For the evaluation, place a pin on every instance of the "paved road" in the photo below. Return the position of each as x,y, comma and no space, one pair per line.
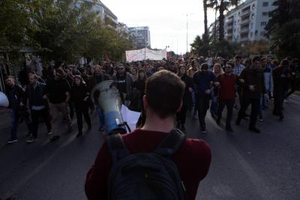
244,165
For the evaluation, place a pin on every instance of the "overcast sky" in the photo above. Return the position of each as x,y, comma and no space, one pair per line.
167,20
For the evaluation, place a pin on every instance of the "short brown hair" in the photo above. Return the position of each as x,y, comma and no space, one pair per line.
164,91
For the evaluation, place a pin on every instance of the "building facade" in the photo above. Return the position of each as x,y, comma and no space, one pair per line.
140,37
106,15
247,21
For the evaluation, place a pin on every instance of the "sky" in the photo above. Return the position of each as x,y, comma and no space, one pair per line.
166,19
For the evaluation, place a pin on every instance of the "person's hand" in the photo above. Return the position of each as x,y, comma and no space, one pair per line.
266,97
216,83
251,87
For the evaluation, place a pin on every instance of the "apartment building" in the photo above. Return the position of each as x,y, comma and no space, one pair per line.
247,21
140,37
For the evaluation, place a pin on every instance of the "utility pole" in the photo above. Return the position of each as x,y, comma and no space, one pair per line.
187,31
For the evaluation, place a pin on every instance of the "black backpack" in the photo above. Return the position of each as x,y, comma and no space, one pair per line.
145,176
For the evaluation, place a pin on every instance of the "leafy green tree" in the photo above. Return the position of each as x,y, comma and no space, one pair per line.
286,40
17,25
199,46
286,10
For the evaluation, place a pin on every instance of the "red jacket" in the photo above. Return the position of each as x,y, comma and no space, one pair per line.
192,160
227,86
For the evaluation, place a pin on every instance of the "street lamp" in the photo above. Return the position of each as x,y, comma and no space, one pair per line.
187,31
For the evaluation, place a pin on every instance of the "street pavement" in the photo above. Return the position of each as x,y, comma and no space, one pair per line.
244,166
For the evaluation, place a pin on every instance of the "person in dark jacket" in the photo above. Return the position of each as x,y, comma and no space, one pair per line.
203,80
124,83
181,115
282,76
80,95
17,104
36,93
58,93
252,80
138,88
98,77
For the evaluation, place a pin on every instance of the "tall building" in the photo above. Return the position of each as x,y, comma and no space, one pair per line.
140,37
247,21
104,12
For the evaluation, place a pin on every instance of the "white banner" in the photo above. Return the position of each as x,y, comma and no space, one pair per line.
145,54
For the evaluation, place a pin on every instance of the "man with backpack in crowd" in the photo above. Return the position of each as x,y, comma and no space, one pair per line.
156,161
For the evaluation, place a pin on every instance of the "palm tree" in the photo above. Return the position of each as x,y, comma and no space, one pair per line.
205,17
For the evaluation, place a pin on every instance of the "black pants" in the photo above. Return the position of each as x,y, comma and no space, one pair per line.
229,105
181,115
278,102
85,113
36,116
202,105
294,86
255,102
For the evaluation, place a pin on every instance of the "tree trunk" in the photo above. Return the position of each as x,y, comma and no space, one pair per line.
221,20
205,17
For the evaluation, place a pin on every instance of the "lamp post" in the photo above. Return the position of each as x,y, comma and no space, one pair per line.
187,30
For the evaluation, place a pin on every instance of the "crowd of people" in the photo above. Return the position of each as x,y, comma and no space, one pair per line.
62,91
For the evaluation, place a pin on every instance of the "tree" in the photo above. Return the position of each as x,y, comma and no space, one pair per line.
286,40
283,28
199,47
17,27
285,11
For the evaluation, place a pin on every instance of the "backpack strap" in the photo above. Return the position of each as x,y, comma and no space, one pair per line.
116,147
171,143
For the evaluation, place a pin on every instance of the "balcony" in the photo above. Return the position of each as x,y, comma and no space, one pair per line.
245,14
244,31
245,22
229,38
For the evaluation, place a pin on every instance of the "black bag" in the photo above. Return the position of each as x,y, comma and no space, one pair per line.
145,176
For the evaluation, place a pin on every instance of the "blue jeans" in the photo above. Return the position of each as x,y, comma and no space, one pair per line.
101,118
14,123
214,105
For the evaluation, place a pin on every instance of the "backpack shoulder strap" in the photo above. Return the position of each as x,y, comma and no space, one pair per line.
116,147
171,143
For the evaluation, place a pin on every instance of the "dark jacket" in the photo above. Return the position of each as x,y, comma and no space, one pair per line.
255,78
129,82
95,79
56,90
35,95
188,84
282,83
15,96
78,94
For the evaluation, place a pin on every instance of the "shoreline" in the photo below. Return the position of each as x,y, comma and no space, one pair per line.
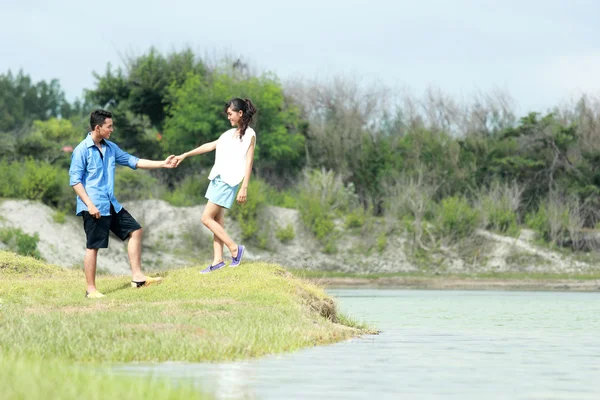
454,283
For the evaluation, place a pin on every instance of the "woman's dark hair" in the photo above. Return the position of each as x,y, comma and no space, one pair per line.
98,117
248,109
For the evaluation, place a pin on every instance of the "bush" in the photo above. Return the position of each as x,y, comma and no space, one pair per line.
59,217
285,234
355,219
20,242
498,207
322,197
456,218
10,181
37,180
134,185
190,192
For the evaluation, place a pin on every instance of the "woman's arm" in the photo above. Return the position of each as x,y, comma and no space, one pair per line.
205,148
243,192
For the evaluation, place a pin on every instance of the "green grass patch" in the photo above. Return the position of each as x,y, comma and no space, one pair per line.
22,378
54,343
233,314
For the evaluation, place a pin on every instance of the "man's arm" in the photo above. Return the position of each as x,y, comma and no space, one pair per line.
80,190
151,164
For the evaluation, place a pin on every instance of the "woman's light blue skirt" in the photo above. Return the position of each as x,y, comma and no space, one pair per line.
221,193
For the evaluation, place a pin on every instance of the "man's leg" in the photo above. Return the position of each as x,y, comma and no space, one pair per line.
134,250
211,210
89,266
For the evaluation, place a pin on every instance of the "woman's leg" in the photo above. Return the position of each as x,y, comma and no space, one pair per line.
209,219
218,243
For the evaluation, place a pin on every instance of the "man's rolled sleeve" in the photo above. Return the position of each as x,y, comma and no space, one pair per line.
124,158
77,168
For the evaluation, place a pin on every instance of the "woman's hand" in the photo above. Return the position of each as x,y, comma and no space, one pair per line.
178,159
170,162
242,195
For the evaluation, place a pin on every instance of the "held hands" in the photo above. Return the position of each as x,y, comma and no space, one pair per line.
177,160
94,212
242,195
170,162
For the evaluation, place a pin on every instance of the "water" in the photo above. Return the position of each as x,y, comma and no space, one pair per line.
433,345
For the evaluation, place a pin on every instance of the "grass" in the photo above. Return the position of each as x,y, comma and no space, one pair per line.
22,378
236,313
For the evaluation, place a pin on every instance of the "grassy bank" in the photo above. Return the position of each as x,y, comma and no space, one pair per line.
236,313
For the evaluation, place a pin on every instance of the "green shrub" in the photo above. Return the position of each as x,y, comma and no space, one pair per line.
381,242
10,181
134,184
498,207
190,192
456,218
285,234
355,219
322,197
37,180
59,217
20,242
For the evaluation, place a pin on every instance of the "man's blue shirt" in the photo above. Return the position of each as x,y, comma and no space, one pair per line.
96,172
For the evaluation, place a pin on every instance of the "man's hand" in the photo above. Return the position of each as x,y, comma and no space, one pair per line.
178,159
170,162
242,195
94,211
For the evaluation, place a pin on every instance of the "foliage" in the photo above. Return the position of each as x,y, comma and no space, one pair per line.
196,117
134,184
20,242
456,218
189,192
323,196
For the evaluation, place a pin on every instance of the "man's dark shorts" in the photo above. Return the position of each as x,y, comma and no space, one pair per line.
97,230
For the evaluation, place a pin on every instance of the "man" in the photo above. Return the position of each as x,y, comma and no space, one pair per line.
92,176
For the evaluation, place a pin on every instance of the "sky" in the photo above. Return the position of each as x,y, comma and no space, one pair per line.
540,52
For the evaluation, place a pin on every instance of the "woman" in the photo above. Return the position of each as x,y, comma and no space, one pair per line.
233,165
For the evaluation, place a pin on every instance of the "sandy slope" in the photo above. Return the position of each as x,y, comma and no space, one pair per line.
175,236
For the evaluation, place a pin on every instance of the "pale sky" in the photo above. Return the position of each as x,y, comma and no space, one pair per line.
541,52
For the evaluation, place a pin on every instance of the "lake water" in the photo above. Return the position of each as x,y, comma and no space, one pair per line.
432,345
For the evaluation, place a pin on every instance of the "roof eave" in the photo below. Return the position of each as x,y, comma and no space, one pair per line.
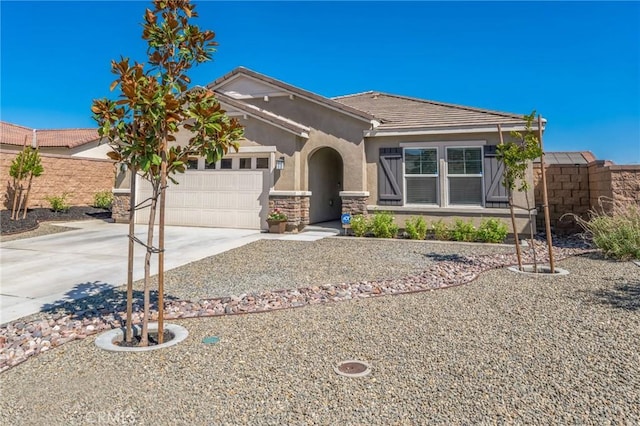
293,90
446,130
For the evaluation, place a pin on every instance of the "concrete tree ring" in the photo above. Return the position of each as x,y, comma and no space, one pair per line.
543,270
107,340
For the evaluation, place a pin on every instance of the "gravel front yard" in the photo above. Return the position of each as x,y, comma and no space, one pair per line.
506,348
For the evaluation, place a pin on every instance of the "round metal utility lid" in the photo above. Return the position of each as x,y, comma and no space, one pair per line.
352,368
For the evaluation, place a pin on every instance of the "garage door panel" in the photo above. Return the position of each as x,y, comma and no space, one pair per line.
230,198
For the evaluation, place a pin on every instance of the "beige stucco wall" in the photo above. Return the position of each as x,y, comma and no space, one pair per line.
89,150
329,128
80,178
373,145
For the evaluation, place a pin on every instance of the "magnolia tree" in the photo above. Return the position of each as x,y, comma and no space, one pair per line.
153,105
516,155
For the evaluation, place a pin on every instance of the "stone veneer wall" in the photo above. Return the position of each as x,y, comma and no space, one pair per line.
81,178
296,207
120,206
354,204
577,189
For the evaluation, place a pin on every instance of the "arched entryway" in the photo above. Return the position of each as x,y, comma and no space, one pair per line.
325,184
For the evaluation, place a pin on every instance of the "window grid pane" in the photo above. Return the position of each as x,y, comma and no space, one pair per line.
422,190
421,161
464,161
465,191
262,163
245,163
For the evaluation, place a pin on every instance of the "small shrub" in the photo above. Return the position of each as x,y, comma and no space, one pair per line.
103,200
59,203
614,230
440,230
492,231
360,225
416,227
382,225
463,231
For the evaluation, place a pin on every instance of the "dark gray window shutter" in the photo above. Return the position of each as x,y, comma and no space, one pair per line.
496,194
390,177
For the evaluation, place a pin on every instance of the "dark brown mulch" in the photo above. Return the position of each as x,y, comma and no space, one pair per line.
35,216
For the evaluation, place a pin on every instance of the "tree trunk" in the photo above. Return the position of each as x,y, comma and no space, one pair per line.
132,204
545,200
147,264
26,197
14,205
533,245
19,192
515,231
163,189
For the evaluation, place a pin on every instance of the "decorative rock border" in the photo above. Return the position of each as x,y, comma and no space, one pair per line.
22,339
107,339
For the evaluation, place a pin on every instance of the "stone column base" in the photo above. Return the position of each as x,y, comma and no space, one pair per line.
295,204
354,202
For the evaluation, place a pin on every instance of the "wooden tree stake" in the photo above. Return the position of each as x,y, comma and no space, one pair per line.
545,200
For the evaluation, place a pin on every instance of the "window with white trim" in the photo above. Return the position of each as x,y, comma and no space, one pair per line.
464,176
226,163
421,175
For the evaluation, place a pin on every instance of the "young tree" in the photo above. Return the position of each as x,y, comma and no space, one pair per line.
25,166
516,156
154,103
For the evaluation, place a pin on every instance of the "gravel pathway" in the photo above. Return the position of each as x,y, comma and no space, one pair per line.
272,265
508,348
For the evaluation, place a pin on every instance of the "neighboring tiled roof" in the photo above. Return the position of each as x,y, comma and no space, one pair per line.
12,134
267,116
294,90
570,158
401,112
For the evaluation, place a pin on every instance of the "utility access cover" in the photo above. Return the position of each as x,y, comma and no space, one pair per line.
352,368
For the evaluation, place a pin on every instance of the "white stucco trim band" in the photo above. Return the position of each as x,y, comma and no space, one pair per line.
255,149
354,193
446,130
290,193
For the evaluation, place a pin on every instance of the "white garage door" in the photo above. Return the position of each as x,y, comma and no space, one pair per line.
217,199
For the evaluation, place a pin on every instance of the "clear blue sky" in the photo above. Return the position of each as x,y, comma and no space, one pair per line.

# # # #

• Set problem
Pull out every line in the records above that contains the word "below", and copy each one in full.

• The result
For the evaluation, place a pin on every instance of the "paved road" in the photo below. Return the position of each as x,y, comma and no space, one pair per line.
For the evaluation, place a pin on every instance of the "shoreline" in the photo below. Return the position of each as x,y, comma and no space, one pair per line.
For the evaluation, place a pin on every instance of the "roof eave" in the photo below. Return the position of each as x,y, comma and no space, one pair per line.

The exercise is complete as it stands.